╭─ RECORDS TO USE
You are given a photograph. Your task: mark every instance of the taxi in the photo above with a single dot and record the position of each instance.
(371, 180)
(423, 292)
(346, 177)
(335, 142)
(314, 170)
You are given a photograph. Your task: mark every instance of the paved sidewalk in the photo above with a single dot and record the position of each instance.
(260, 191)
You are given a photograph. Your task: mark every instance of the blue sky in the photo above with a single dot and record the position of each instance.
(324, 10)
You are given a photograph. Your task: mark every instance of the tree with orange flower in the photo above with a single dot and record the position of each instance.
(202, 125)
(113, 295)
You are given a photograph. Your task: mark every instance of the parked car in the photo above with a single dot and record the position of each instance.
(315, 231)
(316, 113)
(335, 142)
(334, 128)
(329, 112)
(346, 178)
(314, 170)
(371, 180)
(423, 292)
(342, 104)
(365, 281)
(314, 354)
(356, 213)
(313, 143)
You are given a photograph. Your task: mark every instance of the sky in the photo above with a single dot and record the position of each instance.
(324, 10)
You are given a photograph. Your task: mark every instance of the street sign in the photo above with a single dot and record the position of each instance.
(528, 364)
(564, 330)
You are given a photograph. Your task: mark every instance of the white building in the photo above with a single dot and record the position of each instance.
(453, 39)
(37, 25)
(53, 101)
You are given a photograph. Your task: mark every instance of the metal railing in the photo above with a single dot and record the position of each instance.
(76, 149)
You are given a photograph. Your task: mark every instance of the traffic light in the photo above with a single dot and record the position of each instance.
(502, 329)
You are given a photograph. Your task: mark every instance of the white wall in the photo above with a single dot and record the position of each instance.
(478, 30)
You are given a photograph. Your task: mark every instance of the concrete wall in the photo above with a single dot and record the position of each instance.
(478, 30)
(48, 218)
╰─
PROBLEM TO WORK ON :: Return all of the entries exactly as written.

ANSWER BELOW ::
You are given a photograph. Your task: mark every instance of the taxi in the photo above with a single dot and record the position of each instance.
(371, 180)
(423, 292)
(346, 177)
(335, 142)
(314, 170)
You are given a photograph. Your task: mark every instance of the paved sidewalk in the photo above with a single dot and record the position of each instance.
(260, 191)
You are given a photograph. Your task: mark every instance of the blue sky in the photo above with a single dot and record the position of each instance.
(324, 10)
You are given a photograph. Your task: mark every instance of the tree with orange flower in the photo above with a single dot and record the position of each instance.
(202, 125)
(113, 295)
You are given a photograph. Your task: mark every instance of the parked car in the photo above with a single dot and record the position of each instance.
(315, 231)
(316, 113)
(335, 142)
(334, 128)
(329, 112)
(346, 178)
(314, 170)
(371, 180)
(423, 292)
(342, 104)
(365, 281)
(314, 354)
(356, 213)
(313, 143)
You are given a photograph. Your task: mark every instance of the sky in the photo above with a single dot and record the position of each instance.
(324, 10)
You are given a photograph. Your task: mark every instance of the street sign in the photo above with a single dot and record the position of each instance.
(528, 364)
(564, 330)
You are given a photograph. Your task: mark every instance of the white building in the photo above with a single dot and record the position of each instance.
(453, 39)
(37, 25)
(53, 101)
You are given a photograph. Your task: mark every instance of the metal railing in the photo above with a single dot and record the position of each instance.
(76, 149)
You are given a photograph. Your task: mark every instance of the traffic light in the photo above with a single dot and record the position of each instance.
(502, 329)
You are given a photograph. Your task: mark every instance of the white wall in the photo above with a single dot and record the position of each instance.
(478, 30)
You are given a photograph. Your task: mark every instance of the concrete wall in the photo above with a single dot and record the position of each instance.
(478, 30)
(48, 218)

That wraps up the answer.